> [TASK DESCRIPTION]: Print out every entry that follows, exactly as written.

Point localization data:
=-=-=
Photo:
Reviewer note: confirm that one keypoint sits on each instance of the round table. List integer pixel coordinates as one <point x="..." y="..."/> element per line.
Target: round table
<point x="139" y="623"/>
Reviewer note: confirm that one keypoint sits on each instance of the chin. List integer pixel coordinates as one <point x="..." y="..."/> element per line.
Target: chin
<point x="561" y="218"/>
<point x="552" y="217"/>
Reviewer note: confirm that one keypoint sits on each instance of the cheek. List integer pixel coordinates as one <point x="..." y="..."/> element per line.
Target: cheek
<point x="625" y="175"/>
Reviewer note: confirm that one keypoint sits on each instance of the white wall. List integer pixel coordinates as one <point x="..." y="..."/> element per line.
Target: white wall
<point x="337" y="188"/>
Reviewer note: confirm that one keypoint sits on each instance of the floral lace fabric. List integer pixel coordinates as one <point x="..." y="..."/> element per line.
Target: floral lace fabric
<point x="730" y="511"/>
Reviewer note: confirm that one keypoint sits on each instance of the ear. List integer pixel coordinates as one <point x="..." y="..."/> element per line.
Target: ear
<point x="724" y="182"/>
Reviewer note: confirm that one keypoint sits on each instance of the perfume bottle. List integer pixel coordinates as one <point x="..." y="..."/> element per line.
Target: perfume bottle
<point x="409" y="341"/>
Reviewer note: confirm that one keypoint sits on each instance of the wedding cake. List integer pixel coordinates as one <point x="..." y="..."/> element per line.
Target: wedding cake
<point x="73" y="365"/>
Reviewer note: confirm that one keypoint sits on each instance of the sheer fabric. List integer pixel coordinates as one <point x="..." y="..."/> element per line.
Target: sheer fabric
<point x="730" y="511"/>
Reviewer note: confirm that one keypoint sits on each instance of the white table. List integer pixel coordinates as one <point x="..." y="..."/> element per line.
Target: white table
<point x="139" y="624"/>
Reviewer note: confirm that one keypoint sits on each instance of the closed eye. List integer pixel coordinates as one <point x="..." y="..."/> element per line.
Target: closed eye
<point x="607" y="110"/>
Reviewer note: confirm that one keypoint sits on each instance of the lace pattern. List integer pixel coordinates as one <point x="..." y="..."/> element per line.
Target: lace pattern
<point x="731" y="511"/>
=-=-=
> [RESPONSE BOX]:
Photo:
Reviewer note: confirm that one keypoint sits on each instance of the round table. List integer pixel coordinates as one <point x="..." y="..."/> element per line.
Target: round table
<point x="139" y="623"/>
Reviewer note: confirm that one keypoint sits on each instance of the chin. List integer pixel coordinates as one <point x="..." y="..."/> element per line.
Target: chin
<point x="561" y="218"/>
<point x="552" y="217"/>
Reviewer note: confirm that one keypoint sits on each instance of the cheek. List integer pixel coordinates as one <point x="..." y="..."/> element per line.
Target: cheek
<point x="625" y="175"/>
Reviewer note: confirm that one keypoint sits on each instance of the white wall. List integer pixel coordinates as one <point x="..." y="..."/> element per line.
Target: white wall
<point x="337" y="188"/>
Reviewer note: confirm that one keypoint sits on each instance of the floral lace fabric. List integer pixel coordinates as one <point x="..." y="..."/> element per line.
Target: floral lace fabric
<point x="730" y="511"/>
Reviewer note: confirm that one keypoint sits on each instance of the ear. List integer pixel coordinates as one <point x="..." y="..."/> element per line.
Target: ear
<point x="724" y="182"/>
Reviewer note: confirm that one keypoint sits on each instance of the perfume bottle. List integer pixel coordinates as one <point x="..." y="..."/> element per line.
Target: perfume bottle
<point x="409" y="341"/>
Reviewer note: confirm that one keypoint sits on each instance of the wedding cake. List integer pixel coordinates as one <point x="..." y="..."/> element per line.
Target: wedding cake
<point x="73" y="365"/>
Reviewer note: confirm that one keypoint sits on each instance of the sheer fabric. List integer pixel coordinates as one <point x="..." y="..."/> element per line.
Target: sheer fabric
<point x="730" y="511"/>
Reviewer note: confirm that one keypoint sits on each instance of the white table. List integer pixel coordinates as one <point x="..." y="..."/> element per line.
Target: white table
<point x="139" y="624"/>
Reviewer note: confirm that one keypoint sits on each instance of the closed eye. List integer pixel coordinates as one <point x="..." y="..."/> element per line.
Target: closed eye
<point x="607" y="110"/>
Reviewer note: confirm that one keypoint sits on each instance of the lace pattern. List integer pixel coordinates as one <point x="..." y="..."/> element per line.
Target: lace pattern
<point x="731" y="511"/>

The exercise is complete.